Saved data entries
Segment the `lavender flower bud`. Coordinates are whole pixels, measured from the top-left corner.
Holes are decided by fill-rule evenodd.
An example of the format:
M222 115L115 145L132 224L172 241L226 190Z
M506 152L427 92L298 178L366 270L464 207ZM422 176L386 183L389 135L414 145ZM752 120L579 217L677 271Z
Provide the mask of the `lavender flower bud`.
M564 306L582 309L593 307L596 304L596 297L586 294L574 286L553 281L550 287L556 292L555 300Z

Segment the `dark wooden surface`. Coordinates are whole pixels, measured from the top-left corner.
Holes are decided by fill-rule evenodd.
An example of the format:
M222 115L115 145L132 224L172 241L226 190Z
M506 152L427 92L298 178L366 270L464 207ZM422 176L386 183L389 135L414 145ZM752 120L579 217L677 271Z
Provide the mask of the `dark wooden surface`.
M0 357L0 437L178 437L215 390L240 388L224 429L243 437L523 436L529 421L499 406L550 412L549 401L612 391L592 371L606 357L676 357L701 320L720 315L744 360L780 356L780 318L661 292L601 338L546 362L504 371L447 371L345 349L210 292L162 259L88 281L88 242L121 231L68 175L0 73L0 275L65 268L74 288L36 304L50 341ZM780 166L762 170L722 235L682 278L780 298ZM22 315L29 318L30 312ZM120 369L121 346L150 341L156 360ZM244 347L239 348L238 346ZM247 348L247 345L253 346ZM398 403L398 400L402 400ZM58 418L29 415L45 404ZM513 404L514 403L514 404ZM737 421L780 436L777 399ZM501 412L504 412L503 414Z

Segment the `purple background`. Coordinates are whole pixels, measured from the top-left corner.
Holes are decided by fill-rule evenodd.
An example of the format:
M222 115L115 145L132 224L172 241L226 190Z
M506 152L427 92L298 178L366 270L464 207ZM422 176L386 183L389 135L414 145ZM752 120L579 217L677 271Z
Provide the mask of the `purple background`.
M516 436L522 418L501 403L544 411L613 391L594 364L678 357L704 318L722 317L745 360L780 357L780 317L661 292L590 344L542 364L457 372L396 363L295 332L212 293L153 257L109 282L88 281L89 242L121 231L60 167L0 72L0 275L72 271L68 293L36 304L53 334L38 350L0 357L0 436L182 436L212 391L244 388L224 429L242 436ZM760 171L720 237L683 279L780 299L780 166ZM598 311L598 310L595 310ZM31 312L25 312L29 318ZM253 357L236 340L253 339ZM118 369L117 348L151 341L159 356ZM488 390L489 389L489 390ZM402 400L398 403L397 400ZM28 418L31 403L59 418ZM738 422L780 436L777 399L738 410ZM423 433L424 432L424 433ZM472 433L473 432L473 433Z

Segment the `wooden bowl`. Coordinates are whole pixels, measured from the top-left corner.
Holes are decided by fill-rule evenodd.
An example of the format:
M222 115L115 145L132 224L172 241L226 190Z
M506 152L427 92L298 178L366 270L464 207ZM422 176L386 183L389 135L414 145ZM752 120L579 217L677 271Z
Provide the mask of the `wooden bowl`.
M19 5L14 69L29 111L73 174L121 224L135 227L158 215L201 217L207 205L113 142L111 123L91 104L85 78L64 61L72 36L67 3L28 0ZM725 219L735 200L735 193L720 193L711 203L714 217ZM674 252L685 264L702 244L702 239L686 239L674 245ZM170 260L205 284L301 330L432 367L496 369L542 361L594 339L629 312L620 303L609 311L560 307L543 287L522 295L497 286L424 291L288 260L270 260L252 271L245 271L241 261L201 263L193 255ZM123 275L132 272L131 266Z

▶ [Task goal]: Scan the lines above for the word "corner". Return each one that has it.

▶ [Answer section]:
Segment the `lavender flower bud`. Coordinates are whole pixels, measured from the top-left corner.
Segment the `dark wooden surface`. Coordinates are whole pixels, measured from the top-left corner.
Segment the `purple background`. Coordinates are whole pixels, measured from the top-left corner.
Segment the `wooden bowl`. Coordinates are whole pixels, measured from the top-left corner.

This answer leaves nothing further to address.